• **Request A**:
In the SciKeras documentation excerpt below, which function does SciKeras use by default to categorize the target type?

It accepts a dict of valid Keras **kwargs and is expected to return a dict of valid Keras **kwargs:

from sklearn.base import BaseEstimator, TransformerMixin

class DatasetTransformer(BaseEstimator, TransformerMixin):
    def fit(self, data: Dict[str, Any]) -> "DatasetTransformer":
        assert data.keys() == {"x", "y", "sample_weight"}  # fixed keys
        ...
        return self

    def transform(self, data):  # return a valid input for keras.Model.fit
        # data includes x, y, sample_weight
        assert "x" in data  # "x" is always a keys
        if "y" in data:
            # called from fit
        else:
            # called from predict
        # as well as other Model.fit or Model.predict arguments
        assert "batch_size" in data
        ...
        return data

You can modify data in-place within transoform but must still return it.

When called from fit or initialize, you will get and return keys that are valid **kwargs to tf.keras.Model.fit. When being called from predict or score you will get and return keys that are valid **kwargs to tf.keras.Model.predict.

Although you could implement all data transformations in a single dataset_transformer, having several distinct dependency injections points allows for more modularity, for example to keep the default processing of string-encoded labels but convert the data to a tensorflow.data.Dataset() before passing to Keras.

For a complete examples implementing custom data processing, see the examples in the Tutorials section.

Multi-input and output models via feature_encoder and target_encoder

Scikit-Learn natively supports multiple outputs, although it technically requires them to be arrays of equal length (see docs for Scikit-Learn’s MultiOutputClassifier). Scikit-Learn has no support for multiple inputs. To work around this issue, SciKeras implements a data conversion abstraction in the form of Scikit-Learn style transformers, one for X (features) and one for y (target). These are implemented via scikeras.wrappers.BaseWrappers.feature_encoder() and scikeras.wrappers.BaseWrappers.feature_encoder() respectively.

To override the default transformers, simply override scikeras.wrappers.BaseWrappers.target_encoder() or scikeras.wrappers.BaseWrappers.feature_encoder() for y and X respectively.

By default, SciKeras uses sklearn.utils.multiclass.type_of_target() to categorize the target type, and implements basic handling of the following cases out of the box:

type_of_target(y)

Example y

No. of Outputs

No. of classes

SciKeras Supported

“multiclass”

[1, 2, 3]

1

>2

Yes

“binary”

[1, 0, 1]

1

1 or 2

Yes

“multilabel-indicator”

[[1, 1],

[0, 1],

[1, 0]]

1 or >1

2 per target

Single output

only

“multiclass-multioutput”

[[1, 1],

[3, 2],

[2, 3]]

>1

>=2 per target

No

“continuous”

[.1, .3, .9]

1

continuous

Yes

“continuous-multioutput”

[[.1, .1],

[.3, .2],

[.2, .9]]

>1

continuous

Yes

The supported cases are handled by the default implementation of target_encoder. The default implementations are available for use as scikeras.utils.transformers.ClassifierLabelEncoder and scikeras.utils.transformers.RegressorTargetEncoder for scikeras.wrappers.KerasClassifier and scikeras.wrappers.KerasRegressor respectively.

As per the table above, if you find that your target is classified as "multiclass-multioutput" or "unknown", you will have to implement your own data processing routine.

• **Request B**:
Show each line of the records below that contains the word "truck".

• **Material for this exercise**:
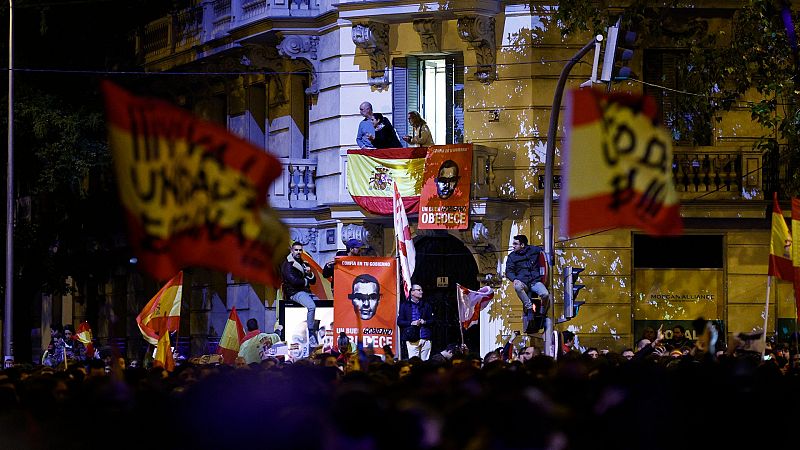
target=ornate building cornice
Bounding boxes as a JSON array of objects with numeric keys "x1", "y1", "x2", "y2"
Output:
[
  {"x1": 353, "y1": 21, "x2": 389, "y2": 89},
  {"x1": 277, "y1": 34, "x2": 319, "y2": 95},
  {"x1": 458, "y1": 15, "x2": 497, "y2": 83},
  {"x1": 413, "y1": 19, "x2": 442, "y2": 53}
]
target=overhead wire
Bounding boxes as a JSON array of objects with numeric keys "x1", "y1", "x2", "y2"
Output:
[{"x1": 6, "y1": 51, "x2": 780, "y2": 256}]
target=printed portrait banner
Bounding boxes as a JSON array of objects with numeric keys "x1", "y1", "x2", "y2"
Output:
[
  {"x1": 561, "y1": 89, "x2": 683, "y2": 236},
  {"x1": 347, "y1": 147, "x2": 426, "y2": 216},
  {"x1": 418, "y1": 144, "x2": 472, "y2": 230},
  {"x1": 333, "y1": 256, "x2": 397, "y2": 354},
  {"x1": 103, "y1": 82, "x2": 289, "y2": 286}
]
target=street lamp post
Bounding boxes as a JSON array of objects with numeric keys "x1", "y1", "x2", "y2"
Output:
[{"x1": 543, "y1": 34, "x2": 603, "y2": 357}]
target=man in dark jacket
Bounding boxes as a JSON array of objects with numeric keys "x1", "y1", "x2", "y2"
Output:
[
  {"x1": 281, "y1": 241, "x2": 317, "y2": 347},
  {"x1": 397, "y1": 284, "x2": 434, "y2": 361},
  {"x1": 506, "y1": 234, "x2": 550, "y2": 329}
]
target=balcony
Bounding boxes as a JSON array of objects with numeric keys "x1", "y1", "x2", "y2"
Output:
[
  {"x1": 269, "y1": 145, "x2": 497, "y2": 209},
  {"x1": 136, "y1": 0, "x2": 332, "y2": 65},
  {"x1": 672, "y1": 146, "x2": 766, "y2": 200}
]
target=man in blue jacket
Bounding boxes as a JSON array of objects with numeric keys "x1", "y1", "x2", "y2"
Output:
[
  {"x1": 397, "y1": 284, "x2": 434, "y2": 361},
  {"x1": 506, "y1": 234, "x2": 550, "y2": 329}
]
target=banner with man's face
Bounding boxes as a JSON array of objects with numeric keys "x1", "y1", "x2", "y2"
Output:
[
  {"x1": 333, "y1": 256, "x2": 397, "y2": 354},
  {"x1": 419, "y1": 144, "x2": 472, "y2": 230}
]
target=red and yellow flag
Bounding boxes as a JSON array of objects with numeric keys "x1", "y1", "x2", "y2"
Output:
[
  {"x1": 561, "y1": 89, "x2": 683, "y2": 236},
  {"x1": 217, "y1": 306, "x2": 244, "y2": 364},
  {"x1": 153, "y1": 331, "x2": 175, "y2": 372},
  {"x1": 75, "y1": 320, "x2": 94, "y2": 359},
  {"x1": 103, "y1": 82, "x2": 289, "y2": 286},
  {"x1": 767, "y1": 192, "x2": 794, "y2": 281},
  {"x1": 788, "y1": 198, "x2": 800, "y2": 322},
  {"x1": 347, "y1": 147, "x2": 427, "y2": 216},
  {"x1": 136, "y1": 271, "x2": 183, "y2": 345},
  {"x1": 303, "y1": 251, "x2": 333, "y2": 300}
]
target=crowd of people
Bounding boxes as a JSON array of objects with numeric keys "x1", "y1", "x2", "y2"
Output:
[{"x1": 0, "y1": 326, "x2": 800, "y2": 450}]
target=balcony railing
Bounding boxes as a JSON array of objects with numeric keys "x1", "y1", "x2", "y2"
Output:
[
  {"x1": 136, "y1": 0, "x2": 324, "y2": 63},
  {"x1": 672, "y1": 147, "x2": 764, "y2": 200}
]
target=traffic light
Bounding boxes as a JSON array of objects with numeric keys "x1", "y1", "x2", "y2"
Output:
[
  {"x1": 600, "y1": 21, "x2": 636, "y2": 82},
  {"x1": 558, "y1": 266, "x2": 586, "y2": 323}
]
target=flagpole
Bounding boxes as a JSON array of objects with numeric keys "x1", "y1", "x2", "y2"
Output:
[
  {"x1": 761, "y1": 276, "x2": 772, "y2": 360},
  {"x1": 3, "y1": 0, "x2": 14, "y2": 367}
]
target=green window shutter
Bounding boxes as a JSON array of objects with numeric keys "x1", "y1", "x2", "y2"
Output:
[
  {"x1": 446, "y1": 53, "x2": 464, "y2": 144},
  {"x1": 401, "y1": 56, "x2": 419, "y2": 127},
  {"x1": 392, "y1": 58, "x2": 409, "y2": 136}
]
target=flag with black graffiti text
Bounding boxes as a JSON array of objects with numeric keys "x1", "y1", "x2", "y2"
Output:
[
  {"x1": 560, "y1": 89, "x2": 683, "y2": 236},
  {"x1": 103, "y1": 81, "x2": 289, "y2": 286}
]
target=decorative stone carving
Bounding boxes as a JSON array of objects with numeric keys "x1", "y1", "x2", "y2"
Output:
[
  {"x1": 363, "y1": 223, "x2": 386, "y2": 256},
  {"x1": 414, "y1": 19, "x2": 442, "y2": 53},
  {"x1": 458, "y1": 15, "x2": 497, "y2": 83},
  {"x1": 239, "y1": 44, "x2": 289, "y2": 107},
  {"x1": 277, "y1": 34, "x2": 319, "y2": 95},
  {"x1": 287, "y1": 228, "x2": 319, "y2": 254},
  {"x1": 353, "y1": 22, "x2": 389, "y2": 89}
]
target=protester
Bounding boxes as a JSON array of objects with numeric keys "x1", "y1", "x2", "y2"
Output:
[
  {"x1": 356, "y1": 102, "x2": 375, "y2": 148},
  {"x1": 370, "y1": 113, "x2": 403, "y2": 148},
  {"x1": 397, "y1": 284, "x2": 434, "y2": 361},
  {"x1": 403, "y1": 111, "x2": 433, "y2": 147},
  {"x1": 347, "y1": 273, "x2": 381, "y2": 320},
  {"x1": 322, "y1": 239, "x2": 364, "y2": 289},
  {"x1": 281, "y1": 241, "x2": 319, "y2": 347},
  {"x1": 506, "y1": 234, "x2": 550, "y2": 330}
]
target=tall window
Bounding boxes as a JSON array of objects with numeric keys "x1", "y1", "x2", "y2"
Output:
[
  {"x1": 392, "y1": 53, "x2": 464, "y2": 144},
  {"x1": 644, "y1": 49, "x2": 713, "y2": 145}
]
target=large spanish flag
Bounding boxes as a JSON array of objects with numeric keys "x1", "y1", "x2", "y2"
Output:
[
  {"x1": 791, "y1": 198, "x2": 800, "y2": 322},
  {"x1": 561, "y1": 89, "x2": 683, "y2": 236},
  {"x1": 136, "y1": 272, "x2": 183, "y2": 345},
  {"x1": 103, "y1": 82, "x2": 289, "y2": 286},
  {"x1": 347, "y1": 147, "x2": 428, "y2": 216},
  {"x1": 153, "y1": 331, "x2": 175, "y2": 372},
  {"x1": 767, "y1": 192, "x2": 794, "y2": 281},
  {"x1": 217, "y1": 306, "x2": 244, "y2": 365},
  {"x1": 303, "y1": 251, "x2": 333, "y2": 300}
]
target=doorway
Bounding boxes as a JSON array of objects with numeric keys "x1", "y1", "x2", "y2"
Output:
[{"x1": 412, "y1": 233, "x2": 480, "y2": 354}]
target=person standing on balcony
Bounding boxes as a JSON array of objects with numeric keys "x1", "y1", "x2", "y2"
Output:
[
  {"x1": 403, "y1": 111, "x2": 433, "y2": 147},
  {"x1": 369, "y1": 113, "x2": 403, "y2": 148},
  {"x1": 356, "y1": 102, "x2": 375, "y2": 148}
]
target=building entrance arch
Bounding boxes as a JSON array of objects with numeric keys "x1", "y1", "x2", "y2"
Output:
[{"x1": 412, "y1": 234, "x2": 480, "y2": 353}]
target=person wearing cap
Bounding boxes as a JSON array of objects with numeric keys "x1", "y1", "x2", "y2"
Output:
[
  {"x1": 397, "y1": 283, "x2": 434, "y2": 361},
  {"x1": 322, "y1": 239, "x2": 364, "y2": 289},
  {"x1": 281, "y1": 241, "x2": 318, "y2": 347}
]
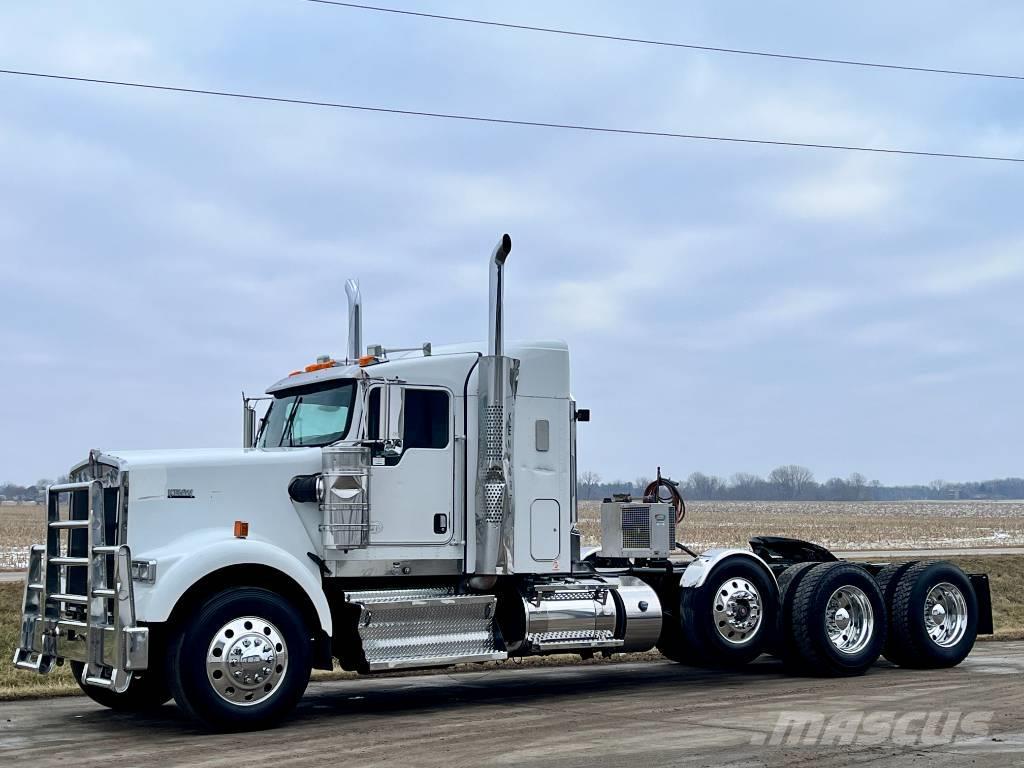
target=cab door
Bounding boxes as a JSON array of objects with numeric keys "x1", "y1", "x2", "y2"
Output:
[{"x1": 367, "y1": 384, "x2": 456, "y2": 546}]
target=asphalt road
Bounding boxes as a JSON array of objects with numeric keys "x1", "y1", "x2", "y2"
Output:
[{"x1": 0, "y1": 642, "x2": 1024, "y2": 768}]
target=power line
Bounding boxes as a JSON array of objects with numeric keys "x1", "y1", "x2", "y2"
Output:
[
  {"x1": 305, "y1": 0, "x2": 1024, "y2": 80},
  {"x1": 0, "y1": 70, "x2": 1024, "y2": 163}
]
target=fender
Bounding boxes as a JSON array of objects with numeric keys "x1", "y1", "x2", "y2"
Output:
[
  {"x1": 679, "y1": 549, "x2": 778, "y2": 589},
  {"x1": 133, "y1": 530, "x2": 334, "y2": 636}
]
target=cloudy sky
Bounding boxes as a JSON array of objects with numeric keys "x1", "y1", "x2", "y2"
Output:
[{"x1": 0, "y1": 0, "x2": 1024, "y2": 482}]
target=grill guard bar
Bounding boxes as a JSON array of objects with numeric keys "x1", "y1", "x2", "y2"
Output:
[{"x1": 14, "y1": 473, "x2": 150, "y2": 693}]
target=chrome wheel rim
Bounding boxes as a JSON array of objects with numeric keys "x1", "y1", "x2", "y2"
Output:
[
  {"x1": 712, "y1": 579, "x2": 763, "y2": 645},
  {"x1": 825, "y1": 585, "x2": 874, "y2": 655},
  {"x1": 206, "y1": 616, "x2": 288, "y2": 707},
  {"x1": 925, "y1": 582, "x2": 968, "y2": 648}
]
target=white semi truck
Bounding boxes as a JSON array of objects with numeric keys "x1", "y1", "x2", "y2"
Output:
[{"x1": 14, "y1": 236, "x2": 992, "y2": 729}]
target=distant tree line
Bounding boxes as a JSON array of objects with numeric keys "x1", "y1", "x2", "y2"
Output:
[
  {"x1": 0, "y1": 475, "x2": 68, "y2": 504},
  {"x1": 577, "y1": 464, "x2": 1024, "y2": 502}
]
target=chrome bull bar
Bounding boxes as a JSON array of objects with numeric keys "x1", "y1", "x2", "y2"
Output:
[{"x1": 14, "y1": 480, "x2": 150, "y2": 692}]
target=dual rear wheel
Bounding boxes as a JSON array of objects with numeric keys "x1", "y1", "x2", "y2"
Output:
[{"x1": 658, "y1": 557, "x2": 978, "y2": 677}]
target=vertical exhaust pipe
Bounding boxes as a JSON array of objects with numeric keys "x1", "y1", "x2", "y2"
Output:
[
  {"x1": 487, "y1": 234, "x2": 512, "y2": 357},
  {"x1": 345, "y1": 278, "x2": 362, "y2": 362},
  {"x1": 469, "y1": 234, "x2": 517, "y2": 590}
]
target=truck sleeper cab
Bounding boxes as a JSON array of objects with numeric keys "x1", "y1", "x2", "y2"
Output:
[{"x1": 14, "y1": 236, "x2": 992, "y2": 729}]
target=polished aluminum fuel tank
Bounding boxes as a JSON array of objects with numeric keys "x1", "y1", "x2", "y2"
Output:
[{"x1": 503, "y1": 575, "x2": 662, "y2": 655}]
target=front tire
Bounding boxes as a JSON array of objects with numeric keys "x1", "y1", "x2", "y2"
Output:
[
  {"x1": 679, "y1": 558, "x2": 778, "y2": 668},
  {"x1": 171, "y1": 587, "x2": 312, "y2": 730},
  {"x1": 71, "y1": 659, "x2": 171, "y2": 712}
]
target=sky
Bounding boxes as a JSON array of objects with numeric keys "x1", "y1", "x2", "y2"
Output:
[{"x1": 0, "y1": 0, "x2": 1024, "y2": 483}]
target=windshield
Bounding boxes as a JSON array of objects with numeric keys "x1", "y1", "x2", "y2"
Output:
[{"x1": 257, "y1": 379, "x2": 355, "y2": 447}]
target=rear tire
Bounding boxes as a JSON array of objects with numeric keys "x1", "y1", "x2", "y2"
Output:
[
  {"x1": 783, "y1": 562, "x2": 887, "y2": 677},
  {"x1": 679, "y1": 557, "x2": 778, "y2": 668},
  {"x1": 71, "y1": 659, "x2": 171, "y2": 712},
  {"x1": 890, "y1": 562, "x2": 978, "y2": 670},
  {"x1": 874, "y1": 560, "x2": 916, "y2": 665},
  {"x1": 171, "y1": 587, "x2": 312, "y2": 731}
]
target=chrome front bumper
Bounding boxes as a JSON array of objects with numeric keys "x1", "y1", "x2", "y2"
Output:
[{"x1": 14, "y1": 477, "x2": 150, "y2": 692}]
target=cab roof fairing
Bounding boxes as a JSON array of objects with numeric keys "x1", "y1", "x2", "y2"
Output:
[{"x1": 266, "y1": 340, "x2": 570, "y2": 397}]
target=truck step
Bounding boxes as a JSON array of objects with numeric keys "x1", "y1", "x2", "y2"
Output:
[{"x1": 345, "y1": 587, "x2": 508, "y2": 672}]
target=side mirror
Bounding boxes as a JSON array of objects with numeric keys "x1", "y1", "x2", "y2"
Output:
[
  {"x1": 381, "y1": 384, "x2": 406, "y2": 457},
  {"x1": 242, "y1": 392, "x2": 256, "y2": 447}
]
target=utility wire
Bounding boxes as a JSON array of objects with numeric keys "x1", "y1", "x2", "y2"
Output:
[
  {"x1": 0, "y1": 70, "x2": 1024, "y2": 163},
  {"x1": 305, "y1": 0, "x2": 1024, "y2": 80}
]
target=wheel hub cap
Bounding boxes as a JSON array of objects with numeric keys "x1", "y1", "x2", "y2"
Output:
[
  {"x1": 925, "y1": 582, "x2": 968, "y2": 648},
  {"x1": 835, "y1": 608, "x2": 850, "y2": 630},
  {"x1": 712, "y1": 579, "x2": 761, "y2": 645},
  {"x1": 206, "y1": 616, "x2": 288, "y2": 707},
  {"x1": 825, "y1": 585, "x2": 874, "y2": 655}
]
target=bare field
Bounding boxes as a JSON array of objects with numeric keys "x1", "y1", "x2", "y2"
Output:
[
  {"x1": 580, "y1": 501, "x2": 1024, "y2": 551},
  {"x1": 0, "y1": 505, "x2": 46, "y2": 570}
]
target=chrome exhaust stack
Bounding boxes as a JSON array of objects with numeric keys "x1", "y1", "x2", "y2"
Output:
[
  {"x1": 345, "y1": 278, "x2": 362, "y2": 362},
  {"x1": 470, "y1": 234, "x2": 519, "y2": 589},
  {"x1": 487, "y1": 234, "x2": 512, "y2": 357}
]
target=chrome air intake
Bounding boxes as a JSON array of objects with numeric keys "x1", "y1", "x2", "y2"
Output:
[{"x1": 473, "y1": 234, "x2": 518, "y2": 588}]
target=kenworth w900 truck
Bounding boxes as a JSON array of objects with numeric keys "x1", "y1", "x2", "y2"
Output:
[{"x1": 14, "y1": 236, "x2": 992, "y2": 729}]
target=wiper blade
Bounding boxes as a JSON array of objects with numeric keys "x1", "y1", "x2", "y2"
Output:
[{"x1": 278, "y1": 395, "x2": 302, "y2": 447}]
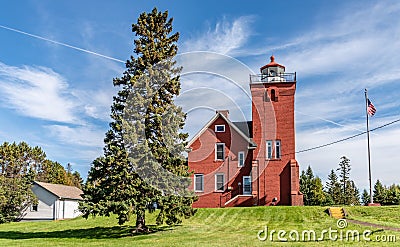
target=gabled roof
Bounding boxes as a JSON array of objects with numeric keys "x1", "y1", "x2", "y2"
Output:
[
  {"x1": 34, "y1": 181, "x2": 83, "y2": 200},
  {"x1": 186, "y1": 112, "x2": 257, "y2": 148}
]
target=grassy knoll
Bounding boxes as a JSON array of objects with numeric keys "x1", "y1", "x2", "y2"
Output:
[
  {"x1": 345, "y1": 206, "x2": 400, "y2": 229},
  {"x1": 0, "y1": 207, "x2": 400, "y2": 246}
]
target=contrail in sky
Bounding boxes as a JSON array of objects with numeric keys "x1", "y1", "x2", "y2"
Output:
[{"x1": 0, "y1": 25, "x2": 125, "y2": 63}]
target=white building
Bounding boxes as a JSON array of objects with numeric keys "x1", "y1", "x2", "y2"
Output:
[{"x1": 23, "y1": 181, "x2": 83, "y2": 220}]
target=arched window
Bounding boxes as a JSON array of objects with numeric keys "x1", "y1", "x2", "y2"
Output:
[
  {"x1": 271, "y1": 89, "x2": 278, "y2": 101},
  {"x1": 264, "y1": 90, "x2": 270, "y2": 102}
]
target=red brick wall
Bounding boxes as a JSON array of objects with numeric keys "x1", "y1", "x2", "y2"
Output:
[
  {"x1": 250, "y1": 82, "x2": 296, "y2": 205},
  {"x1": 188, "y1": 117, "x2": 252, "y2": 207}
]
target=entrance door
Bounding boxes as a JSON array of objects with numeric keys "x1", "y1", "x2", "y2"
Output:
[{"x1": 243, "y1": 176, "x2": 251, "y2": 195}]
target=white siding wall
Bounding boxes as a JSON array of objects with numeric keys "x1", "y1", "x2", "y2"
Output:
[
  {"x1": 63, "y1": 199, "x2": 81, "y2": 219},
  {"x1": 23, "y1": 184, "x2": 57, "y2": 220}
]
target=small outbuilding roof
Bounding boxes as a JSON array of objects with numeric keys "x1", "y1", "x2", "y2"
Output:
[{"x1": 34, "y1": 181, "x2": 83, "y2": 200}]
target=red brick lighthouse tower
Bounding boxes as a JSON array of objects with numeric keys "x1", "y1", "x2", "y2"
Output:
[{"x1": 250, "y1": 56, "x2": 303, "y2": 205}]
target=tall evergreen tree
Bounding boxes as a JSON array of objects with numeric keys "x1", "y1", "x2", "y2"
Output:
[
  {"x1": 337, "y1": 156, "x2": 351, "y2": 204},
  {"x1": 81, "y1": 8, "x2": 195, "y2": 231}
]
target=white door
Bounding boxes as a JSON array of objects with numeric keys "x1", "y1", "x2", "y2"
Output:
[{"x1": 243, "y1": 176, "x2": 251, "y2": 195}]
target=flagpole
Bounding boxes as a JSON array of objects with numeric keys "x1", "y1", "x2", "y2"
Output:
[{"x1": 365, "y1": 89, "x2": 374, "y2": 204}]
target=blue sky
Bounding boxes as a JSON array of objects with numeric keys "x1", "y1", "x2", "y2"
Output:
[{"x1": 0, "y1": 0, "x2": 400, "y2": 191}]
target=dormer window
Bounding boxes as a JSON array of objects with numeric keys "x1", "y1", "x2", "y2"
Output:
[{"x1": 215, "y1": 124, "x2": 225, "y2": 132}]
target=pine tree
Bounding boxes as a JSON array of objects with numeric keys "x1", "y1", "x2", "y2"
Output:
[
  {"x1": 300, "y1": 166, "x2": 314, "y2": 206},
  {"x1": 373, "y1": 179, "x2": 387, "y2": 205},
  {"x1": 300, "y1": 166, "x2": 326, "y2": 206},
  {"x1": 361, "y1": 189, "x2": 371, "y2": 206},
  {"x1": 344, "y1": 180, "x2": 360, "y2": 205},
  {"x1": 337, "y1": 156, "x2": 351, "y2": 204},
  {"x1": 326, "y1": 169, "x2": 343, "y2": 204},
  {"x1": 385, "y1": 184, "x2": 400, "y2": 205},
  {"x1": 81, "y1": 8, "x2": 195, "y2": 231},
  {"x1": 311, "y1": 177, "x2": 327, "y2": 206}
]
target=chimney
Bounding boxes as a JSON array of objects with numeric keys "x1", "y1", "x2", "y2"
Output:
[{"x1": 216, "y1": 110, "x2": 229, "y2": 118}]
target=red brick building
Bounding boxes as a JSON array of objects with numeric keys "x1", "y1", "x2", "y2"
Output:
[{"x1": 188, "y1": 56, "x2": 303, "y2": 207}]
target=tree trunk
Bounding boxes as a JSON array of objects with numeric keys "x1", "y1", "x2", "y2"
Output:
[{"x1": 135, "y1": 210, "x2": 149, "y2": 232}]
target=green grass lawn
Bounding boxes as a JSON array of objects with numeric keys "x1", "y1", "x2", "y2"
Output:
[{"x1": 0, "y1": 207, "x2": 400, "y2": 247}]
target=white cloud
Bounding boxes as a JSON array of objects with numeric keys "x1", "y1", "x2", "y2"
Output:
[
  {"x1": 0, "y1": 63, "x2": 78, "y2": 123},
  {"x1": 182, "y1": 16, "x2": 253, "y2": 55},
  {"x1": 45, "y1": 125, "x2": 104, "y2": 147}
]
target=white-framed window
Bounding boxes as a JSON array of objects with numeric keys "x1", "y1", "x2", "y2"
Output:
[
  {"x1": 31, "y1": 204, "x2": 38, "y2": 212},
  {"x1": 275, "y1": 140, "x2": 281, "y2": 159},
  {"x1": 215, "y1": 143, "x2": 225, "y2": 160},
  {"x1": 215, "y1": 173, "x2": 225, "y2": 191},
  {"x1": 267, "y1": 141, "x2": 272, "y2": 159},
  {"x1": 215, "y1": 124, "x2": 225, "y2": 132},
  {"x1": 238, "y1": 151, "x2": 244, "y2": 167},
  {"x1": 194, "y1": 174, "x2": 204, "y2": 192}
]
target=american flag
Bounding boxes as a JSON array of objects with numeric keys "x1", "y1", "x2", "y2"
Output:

• **Written reply A**:
sklearn.utils.multiclass.type_of_target()

• **Written reply B**:
target=white semi truck
target=truck sleeper cab
target=truck step
target=kenworth w900 truck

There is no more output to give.